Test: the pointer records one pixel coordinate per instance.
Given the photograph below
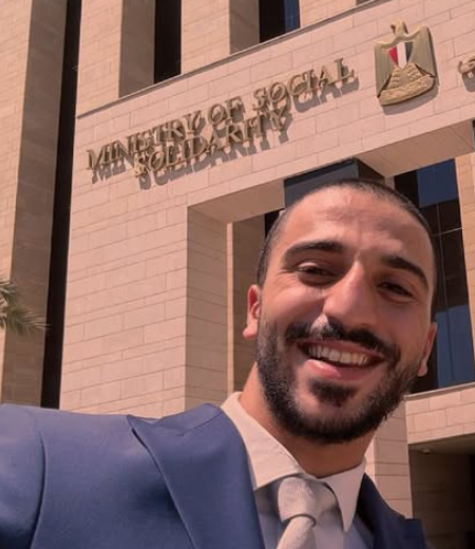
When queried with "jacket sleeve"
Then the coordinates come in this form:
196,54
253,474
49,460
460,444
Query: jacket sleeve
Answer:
21,476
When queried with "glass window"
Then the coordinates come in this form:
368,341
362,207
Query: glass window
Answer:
276,17
434,191
167,39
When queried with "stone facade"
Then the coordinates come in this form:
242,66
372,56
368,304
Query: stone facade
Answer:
159,265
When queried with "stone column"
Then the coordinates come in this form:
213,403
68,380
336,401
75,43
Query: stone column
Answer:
388,463
213,30
465,166
206,329
116,51
31,46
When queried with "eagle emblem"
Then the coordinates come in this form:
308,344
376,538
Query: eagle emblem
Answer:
405,66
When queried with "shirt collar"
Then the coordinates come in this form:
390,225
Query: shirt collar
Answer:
270,461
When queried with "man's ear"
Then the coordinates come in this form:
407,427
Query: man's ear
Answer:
427,350
253,312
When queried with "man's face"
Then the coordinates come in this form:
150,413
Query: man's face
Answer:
343,319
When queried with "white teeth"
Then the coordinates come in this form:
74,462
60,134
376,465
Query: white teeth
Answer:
346,358
322,352
335,355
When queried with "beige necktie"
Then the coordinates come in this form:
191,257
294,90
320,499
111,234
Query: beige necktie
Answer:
299,506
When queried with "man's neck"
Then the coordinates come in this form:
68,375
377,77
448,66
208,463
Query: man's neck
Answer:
317,459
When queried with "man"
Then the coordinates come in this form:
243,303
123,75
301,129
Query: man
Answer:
342,317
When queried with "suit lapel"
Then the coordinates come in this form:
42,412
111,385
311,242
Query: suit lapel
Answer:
204,464
390,530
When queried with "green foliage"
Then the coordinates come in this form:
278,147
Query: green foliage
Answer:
14,315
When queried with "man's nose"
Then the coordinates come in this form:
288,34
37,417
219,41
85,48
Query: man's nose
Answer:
352,301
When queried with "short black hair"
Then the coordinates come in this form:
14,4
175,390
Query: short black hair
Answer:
366,185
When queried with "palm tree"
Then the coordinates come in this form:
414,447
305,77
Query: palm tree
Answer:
14,314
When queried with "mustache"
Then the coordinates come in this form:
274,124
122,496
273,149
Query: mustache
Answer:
335,331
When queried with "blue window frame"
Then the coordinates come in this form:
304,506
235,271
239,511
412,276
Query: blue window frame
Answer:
434,190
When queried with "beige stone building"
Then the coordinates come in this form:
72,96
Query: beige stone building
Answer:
146,146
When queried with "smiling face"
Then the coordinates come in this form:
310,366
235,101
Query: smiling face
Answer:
343,319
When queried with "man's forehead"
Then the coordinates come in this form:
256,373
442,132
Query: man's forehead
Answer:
338,208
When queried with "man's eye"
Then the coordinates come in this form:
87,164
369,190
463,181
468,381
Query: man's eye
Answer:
315,270
395,288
□ □ □ □
▸ **Exercise task**: Copy every record above exactly as written, but leave out the pictures.

▸ **Written response**:
Test: the pointer records one pixel coordinate per instance.
Given the photograph below
When queried with "jacket sleeve"
Then the coordinates come in this form:
196,54
253,474
49,460
460,444
Query: jacket sleeve
Answer:
21,476
When queried with "glass window"
Then the coordinates come in this form:
368,341
362,207
Query: glass window
Answer:
276,17
434,191
167,39
When queried with "stone facade"
Then the coordinates come in this form:
242,66
372,56
368,304
Query: stone facade
Answer:
159,265
When queried with "stone column"
Then the coordinates come in this form:
213,403
68,380
336,401
75,43
Query: stone column
Answer:
388,463
213,30
465,166
206,329
116,51
31,46
When queried with "eagle emblem"
Then the coordinates come in this form:
308,344
376,538
Query: eagle emblem
Answer:
405,66
When queried with "shirt collar"
Then the coordinates come in this form:
390,225
Query: shirt collar
Answer:
270,461
When queried with "man's ear"
Then the coordinates come in this form:
407,427
Query: man's ear
Answer:
427,350
253,312
When queried with "man's face"
Then the coordinates come in this form:
150,413
Query: man's face
Answer:
343,319
When queried with "white teeth"
Then the coordinates come in this form:
74,462
60,134
376,465
Query: white teeth
Answer:
346,358
322,352
335,355
When queried with "beige necktie"
Then the coordinates come in this form:
191,257
294,90
320,499
111,234
Query: beige necktie
Answer:
299,506
When queried with "man's neck"
Then the coordinates come in this form:
68,375
377,77
448,66
208,463
Query: man's neck
Answer:
317,459
When queried with "man"
Then the coordinates come in this form:
243,303
123,75
301,129
Query: man
Answer:
342,317
When queried with "suit lapel"
Then the coordinates come in this form:
42,412
111,385
311,242
Query: suit lapel
Answer:
204,464
390,530
When queried with "green foliage"
Then the coordinates come in this form:
278,147
Query: green foliage
Answer:
14,315
When queried with "man's nose"
Then the coordinates come in this form:
288,34
37,417
219,41
85,48
Query: man's nose
Answer:
352,301
When queried with "short black hair"
Then the coordinates come in this form:
14,4
175,390
Query: short black hair
Answer:
366,185
When queried with "palm tree"
Then the coordinates come in this form:
414,447
305,77
Query: palm tree
Answer:
14,314
When queried with "mustache"
Then the coordinates come in this form:
274,124
122,496
273,149
Query: mustache
Answer:
335,331
When queried with "blue window frame"
Then the coordinates come in this form:
304,506
235,271
239,511
412,276
Query: blue window frame
Answer:
434,190
When queried with "beige stone building"
Then the coordinates come in this form:
72,96
Query: beige stone building
Answer:
146,146
When queried with "smiling face"
Then the coordinates come in this form:
310,366
235,101
Query: smiling face
Answer:
343,319
When queried with "man's forehead"
Then the coordinates come in this form:
256,373
442,132
Query: man's forehead
Answer:
338,208
When queried with "man's eye"
Then the coordinates come in this form:
87,164
369,190
463,181
468,381
Query: man's eye
Answer:
315,270
395,288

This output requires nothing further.